• _Page_:
#####

Functions can use it to
* return a result
* or information about an encountered error

In [7]:
fn divide(a:u32, b:u32) -> Result<u32, String> {
    if b != 0 {
        Ok(a / b)
    } else {
        let str = format!("Division by zero {} {}", a, b);
        Err(str)
    }
}

In [8]:
divide(20,7)

Ok(2)

In [9]:
divide(20,0)

Err("Division by zero 20 0")

* Useful when the error best handled somewhere else
* **Example:** input/output subroutines in the standard library

## Common pattern: propagating errors

* We are interested in the positive outcome: `t` in `Ok(t)`
* But if an error occurs, we want to propagate it
* This can be handled using `match` statements

In [11]:
// compute a/b + c/d
fn calculate(a:u32, b:u32, c:u32, d:u32) -> Result<u32, String> {
    let first = match divide(a,b) {
        Ok(t) => t,
        Err(e) => return Err(e),
    };
    let second = match divide(c,d) {
        Ok(t) => t,
        Err(e) => return Err(e),
    };    
    Ok(first + second)
}


In [12]:
calculate(16,4,18,3)

Ok(10)

In [13]:
calculate(16,0,18,3)

#####

• _Dataset rows_:
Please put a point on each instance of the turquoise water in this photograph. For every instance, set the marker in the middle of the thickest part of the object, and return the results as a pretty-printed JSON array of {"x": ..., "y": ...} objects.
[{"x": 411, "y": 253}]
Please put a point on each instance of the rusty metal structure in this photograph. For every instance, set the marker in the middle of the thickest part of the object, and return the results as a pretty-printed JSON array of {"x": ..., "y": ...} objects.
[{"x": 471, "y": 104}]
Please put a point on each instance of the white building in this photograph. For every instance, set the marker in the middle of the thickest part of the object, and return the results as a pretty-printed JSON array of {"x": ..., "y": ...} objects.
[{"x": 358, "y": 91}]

#####

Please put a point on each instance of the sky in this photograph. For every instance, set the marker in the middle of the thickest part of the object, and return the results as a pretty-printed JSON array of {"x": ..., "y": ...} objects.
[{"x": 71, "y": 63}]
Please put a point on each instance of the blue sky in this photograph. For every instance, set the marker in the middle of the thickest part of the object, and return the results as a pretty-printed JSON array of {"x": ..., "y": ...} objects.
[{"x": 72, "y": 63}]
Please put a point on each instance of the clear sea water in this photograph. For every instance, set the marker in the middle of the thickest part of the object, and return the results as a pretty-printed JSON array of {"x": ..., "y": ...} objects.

#####

• _Brief 1_:
List every output value that the Rust error-handling text shows after running a line of code.
• _Brief 2_:
Continue the Rust error-handling text from the point where it ends.

• _Exercise result 1_:
Ok(2)
Err("Division by zero 20 0")
Ok(10)

• _Exercise result 2_:
Err("Division by zero 16 0")

## The question mark shortcut

* Place `?` after an expression that returns `Result<T,E>`

* This will:
  * give the content of `Ok(t)`
  * or return `Err(e)` from the encompassing function

In [14]:
// compute a/b + c/d
fn calculate(a:u32, b:u32, c:u32, d:u32) -> Result<u32, String> {
    Ok(divide(a,b)? + divide(c,d)?)
}

In [15]:
calculate(16,4,18,3)

Ok(10)

In [16]:
calculate(16,0,18,3)

Err("Division by zero 16 0")

### Error handling summary

* In some languages we have the pattern try/catch or throw/catch or try/except (C++, Java, Javascript, Python).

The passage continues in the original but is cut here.